WRITTEN TASK A:
In the cricket article, who led the new selection panel as interim chairman?

TEXT EXTRACT:
Saturday 17 March 2018 / 09:36 PM


The Australian Test team are showing signs of resurgence on the back of their 3-0 whitewash of Pakistan in the recently completed Test series.

Following the embarrassment of the Hobart defeat to South Africa, chairman of selectors Rod Marsh stepped down and the new selection panel, led by interim chairman Trevor Hohns, has embarked on a rebuilding the Australian Test side, adding the likes of Peter Handscomb and Matt Renshaw to the line-up

The change in mentality and personnel saw Steve Smith’s men rebound from Hobart to claim the last Test against South Africa in Adelaide before proceeding to thrash Pakistan in the second half of the summer.

While the series victory over Pakistan was comprehensive and dominant, the real challenge for Steve Smith’s men still awaits them.


Steve Waugh’s final frontier, and right now the toughest test in world cricket for any touring side, let alone the rebuilding Australians.

At first glance the signs do not look good for Australia: they have lost nine Tests in a row in the subcontinent, including a 3-0 drubbing at the hands of Sri Lanka only a few months ago.

On top of a poor recent away record, they come up against the number one side in the world in red-hot form. The Indians are looking ominous having swept aside England 4-0 in a five-match series, even after losing four tosses. Virat Kohli’s side are on an unbeaten run of 19 Test matches and are a formidable side in home conditions.

SUPPLIED MATERIAL:
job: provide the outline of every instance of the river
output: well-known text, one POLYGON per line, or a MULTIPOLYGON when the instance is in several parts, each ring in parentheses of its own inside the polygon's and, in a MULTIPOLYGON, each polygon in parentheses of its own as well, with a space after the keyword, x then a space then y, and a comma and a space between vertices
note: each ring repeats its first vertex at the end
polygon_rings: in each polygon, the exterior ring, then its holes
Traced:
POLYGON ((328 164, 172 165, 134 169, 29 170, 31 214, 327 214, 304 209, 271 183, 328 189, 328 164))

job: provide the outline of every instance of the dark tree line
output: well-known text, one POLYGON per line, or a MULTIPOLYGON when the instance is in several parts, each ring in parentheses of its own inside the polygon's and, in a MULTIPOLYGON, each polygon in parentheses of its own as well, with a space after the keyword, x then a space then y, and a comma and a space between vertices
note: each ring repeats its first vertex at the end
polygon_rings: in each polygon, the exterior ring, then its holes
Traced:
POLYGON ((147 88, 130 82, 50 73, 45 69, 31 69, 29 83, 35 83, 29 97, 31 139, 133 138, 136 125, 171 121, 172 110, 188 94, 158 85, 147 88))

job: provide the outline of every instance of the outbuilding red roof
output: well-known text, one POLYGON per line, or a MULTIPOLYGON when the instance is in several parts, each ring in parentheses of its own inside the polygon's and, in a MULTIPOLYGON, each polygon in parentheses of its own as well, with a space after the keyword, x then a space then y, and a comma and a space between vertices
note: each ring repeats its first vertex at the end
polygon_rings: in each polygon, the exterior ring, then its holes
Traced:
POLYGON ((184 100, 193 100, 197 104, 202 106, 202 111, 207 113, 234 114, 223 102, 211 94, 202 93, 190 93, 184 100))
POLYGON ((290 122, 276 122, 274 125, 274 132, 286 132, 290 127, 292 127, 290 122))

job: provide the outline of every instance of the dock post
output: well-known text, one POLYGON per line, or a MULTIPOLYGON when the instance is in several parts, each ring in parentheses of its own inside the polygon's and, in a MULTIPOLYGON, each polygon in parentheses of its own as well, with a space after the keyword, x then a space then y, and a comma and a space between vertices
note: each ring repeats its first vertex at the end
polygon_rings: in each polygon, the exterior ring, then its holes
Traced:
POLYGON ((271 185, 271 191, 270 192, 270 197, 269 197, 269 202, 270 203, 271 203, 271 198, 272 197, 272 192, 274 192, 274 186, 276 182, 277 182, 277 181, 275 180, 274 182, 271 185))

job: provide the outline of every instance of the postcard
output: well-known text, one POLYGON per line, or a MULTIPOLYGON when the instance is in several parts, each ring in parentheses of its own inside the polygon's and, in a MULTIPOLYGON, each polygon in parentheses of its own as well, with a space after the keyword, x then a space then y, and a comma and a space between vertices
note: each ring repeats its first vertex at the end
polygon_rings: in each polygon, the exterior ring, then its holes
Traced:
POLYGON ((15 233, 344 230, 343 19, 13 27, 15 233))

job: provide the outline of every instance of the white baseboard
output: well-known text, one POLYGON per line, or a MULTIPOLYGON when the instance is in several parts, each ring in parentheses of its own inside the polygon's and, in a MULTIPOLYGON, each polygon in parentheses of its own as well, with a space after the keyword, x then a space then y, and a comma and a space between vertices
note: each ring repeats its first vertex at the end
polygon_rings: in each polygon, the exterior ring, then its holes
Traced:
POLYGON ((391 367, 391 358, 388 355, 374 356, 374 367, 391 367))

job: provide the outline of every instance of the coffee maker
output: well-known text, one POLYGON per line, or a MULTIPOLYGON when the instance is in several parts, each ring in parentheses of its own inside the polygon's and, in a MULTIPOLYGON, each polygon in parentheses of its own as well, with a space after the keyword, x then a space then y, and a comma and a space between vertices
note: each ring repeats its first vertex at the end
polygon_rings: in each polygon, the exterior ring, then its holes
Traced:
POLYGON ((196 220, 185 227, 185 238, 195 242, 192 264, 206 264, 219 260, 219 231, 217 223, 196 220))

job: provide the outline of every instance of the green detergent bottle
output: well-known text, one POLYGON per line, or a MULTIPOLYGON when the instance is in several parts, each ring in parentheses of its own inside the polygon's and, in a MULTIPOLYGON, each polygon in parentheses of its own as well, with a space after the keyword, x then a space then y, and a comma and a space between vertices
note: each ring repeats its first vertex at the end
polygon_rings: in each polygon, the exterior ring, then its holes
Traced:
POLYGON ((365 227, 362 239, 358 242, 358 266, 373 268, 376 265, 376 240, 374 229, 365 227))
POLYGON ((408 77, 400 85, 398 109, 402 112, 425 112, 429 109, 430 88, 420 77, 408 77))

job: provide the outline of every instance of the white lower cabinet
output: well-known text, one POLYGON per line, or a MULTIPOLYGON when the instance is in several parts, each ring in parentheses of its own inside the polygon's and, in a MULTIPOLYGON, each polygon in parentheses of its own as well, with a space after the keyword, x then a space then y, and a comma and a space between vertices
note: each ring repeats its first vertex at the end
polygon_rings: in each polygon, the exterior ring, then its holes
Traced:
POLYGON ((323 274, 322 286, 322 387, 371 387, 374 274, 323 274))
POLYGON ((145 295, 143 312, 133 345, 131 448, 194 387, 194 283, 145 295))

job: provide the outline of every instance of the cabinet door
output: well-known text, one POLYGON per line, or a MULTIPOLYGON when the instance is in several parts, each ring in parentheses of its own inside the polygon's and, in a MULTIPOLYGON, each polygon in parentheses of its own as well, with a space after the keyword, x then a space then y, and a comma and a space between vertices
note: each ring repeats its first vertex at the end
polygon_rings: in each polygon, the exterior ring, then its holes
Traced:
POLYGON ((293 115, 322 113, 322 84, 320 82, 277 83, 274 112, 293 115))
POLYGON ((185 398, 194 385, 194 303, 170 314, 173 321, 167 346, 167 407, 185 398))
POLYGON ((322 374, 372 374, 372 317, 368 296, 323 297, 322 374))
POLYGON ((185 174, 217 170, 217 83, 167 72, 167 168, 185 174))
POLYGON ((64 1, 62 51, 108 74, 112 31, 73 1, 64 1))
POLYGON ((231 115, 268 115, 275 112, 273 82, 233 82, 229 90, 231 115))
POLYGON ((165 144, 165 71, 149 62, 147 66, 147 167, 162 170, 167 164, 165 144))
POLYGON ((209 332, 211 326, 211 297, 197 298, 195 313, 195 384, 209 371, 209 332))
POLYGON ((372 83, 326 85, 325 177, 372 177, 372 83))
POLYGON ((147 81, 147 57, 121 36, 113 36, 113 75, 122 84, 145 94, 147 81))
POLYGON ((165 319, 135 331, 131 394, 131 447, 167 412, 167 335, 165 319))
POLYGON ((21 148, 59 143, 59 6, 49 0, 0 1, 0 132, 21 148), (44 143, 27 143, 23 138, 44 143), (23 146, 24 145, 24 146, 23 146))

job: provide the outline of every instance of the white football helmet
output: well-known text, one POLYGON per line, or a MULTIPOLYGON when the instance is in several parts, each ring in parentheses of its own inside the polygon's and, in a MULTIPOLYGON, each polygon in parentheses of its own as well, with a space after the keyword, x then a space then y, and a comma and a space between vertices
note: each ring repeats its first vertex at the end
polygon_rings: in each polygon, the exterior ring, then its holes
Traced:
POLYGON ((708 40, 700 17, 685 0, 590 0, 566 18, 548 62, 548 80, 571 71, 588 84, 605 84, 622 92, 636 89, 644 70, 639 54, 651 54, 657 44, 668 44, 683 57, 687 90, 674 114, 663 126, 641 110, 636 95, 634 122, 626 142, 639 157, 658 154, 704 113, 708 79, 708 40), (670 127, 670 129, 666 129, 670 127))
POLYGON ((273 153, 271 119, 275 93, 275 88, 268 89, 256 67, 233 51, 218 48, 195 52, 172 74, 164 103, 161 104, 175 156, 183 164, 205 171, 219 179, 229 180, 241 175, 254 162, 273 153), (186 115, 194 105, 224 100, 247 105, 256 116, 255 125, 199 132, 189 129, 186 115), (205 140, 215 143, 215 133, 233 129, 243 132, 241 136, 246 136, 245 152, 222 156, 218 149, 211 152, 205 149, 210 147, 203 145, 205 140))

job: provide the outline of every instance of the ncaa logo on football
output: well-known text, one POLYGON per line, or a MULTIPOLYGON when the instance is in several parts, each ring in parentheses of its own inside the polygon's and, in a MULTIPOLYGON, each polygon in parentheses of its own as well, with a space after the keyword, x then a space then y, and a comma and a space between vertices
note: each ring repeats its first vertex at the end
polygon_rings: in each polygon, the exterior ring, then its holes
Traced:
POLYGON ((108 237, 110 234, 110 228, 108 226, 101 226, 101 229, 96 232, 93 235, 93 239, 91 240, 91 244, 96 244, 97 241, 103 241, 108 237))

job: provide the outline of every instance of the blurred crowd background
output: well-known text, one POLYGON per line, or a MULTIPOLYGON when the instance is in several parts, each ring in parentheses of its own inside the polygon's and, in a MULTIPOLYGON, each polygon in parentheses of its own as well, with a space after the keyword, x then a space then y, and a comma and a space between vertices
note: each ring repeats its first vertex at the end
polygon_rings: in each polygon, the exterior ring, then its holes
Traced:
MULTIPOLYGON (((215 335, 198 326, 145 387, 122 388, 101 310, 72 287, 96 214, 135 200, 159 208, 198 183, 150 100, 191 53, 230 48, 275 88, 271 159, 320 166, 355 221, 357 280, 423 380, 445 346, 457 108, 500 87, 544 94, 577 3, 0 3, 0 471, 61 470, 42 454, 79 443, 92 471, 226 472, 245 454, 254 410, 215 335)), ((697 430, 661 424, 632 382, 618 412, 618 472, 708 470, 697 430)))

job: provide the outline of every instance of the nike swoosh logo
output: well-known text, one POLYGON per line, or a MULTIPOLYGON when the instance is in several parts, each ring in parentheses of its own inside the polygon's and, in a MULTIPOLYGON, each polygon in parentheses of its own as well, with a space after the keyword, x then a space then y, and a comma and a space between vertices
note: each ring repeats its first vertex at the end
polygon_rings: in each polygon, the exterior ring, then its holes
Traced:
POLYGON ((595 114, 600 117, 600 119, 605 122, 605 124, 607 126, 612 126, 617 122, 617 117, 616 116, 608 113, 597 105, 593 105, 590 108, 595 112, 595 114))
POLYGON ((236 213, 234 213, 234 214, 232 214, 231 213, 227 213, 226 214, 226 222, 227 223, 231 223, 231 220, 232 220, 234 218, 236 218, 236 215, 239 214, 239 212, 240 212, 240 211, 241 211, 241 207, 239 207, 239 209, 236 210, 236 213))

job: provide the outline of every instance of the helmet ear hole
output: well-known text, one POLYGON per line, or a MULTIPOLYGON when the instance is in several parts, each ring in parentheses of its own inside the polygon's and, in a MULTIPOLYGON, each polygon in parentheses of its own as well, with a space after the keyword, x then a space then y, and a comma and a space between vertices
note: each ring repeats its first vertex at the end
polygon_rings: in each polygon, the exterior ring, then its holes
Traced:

WRITTEN TASK B:
Return each line of the rows that contains the string "helmet", matching case exactly.

WORKED SOLUTION A:
Trevor Hohns

WORKED SOLUTION B:
job: provide the outline of every instance of the white football helmet
job: provide the outline of every instance of the helmet ear hole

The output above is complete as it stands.